▶ _STORED ROWS_
╭──

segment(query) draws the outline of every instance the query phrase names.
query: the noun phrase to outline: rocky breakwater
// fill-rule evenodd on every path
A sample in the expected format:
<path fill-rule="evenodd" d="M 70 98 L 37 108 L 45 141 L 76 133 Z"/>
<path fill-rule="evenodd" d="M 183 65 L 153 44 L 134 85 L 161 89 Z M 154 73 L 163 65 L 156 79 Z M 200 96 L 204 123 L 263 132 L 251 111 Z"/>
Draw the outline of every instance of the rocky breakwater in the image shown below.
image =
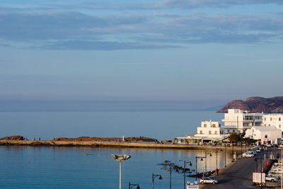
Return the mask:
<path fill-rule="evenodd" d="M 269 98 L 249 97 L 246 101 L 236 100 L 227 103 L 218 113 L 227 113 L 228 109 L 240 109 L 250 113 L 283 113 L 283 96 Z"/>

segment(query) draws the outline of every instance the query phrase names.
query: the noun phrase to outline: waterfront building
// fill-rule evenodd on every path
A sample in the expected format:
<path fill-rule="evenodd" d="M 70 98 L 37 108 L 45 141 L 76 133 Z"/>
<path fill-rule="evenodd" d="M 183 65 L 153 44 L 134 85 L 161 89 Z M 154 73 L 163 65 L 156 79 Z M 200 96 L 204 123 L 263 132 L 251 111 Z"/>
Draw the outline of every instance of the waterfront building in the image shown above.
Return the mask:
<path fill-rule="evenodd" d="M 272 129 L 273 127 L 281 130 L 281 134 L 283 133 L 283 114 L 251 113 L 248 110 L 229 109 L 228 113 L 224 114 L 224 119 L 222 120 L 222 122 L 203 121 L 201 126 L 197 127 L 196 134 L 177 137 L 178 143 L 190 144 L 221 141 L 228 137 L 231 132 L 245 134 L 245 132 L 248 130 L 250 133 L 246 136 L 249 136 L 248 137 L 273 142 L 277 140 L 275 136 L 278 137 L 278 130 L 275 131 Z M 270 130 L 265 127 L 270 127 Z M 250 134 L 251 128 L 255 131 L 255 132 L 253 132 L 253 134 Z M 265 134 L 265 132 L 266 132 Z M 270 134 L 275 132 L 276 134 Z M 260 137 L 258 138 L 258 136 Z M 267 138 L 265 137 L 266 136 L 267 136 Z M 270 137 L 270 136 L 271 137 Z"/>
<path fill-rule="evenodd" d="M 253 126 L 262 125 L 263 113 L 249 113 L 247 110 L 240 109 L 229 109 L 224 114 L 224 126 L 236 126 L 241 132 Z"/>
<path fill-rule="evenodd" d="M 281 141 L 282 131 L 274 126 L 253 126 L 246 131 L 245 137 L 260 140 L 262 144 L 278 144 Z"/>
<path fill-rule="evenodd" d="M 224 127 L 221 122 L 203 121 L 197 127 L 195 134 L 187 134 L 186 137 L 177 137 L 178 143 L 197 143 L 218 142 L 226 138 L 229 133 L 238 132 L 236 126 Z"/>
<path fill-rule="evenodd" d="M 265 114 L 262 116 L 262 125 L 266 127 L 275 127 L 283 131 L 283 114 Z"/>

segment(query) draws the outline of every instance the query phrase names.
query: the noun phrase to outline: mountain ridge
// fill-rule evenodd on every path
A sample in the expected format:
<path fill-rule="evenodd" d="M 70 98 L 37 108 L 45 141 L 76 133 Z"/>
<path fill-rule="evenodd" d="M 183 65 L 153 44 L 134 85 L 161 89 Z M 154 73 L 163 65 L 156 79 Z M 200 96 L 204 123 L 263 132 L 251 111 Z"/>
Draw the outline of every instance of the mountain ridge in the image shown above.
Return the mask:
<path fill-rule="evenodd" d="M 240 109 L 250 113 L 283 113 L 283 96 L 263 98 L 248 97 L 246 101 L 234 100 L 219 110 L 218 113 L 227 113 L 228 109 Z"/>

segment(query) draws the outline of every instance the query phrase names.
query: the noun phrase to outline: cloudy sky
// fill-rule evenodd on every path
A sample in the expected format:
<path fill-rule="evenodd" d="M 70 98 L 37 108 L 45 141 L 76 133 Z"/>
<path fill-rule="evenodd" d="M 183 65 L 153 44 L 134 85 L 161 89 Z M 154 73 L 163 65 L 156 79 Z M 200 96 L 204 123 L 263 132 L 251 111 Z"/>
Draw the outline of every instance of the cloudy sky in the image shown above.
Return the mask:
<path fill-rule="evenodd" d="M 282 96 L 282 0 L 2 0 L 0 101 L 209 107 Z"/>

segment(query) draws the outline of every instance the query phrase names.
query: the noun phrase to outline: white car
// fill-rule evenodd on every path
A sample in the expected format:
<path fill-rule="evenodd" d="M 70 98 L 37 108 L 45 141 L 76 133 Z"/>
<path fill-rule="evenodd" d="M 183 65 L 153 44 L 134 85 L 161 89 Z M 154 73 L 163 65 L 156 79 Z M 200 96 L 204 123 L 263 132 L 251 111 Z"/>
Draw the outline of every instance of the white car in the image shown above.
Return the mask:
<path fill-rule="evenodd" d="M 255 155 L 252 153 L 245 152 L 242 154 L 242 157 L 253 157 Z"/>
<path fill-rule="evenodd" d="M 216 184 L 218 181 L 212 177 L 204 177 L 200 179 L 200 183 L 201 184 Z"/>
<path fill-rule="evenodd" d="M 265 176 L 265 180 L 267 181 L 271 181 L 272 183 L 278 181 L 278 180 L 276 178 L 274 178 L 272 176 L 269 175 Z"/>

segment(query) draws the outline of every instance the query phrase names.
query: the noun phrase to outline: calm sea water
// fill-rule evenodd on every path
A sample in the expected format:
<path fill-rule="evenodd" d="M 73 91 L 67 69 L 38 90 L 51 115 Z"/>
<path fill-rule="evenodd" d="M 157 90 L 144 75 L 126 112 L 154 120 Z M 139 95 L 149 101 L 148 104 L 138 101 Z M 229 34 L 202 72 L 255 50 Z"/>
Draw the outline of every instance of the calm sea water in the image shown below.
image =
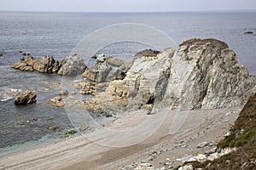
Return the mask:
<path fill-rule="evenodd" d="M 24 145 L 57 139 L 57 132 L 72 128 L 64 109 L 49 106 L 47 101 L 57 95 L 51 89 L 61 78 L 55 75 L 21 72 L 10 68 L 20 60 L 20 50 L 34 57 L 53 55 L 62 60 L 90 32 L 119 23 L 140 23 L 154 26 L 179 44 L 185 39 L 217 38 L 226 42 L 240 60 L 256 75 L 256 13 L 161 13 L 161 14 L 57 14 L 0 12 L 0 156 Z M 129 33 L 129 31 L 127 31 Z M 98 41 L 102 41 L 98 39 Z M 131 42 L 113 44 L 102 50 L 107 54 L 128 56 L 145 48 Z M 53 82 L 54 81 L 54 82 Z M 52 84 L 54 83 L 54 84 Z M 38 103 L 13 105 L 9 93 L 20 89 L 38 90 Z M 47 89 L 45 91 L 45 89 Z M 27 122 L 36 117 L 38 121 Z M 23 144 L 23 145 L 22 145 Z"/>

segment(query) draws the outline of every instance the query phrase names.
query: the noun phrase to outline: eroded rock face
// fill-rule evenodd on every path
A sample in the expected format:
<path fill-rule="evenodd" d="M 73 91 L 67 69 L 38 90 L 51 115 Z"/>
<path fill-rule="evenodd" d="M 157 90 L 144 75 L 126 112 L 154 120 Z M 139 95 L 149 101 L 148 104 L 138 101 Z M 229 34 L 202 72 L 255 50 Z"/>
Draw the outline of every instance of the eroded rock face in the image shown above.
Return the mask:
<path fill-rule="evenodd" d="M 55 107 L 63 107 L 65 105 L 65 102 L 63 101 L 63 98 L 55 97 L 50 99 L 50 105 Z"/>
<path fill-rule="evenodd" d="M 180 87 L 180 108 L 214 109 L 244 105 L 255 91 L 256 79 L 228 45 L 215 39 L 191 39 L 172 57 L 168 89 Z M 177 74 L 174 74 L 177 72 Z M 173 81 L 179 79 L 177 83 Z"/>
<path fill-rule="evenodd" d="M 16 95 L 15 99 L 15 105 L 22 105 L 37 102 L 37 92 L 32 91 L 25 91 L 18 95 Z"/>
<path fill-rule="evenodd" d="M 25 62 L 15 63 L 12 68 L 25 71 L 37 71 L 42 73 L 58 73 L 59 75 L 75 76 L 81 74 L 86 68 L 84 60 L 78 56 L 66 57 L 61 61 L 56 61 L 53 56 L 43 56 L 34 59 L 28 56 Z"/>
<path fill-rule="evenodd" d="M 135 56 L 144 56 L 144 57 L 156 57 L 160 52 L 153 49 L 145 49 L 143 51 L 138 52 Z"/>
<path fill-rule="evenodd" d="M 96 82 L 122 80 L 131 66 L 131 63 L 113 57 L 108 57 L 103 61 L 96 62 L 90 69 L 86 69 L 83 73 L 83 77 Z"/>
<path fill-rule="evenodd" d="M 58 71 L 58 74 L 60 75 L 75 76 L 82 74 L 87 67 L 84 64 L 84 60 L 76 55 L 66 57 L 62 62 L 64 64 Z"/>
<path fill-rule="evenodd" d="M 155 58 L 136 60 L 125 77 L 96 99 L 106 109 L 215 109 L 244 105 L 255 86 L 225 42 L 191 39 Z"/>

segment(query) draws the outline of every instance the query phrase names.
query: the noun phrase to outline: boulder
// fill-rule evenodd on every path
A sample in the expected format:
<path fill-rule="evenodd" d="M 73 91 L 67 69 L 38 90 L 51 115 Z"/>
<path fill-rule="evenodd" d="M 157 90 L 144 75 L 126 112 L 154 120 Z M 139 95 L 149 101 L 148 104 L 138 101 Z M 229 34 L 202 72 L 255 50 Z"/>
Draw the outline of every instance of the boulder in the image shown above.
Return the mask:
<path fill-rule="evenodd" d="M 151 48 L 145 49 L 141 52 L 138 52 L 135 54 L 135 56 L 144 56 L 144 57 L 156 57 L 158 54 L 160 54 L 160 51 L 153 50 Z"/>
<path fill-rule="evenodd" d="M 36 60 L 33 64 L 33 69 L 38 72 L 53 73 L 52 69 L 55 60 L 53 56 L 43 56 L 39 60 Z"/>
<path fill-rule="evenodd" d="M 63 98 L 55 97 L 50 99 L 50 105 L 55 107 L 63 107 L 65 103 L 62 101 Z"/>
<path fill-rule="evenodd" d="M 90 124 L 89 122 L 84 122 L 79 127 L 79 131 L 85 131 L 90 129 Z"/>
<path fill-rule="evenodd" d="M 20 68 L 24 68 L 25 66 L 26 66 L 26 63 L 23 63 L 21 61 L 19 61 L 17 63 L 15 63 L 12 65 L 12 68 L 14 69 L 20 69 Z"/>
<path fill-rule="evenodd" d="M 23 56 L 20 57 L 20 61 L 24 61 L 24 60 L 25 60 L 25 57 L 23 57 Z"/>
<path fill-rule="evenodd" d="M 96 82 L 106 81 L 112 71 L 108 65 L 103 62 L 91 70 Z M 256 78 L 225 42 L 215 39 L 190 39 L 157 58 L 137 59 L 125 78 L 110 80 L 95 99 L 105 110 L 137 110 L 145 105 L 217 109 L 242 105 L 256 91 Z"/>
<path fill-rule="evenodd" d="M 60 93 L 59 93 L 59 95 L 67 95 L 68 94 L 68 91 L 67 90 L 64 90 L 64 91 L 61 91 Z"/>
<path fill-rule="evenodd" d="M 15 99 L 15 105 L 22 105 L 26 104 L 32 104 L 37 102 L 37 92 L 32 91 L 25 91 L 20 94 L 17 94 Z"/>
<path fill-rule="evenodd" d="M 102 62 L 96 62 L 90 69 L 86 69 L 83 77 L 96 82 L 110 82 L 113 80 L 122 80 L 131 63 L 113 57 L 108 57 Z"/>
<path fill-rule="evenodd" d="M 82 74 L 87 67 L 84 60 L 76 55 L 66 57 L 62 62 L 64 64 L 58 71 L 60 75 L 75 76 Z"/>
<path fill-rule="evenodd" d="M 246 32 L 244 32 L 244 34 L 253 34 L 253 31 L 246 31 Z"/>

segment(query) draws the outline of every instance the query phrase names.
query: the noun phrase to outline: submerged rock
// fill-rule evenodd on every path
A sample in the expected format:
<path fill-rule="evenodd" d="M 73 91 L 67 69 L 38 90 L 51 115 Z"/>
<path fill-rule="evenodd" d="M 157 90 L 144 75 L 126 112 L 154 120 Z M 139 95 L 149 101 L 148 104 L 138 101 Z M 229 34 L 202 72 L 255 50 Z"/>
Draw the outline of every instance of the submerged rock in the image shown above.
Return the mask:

╰──

▶ _DIRECTIONS FOR THIS TASK_
Can you rewrite the material from its start through the line containing "269 98 L 249", with "rocky breakwater" replaced by "stone jetty" and nothing else changed? Leave the pictures out.

▶ _REPLY_
segment(query) draws the outline of every instance the query phrase names.
query: the noun phrase to outline: stone jetty
// fill-rule evenodd on every path
A sample in the expected format:
<path fill-rule="evenodd" d="M 70 98 L 37 108 L 45 141 L 76 133 Z"/>
<path fill-rule="evenodd" d="M 183 65 L 153 44 L 134 85 L 161 89 Z M 154 73 L 163 65 L 156 79 Z M 200 96 L 204 123 L 263 132 L 251 111 Z"/>
Draw the outline of every instance of the stone jetty in the image shown below.
image =
Return the mask:
<path fill-rule="evenodd" d="M 269 98 L 249 97 L 246 101 L 236 100 L 227 103 L 218 113 L 227 113 L 228 109 L 240 109 L 250 113 L 283 113 L 283 96 Z"/>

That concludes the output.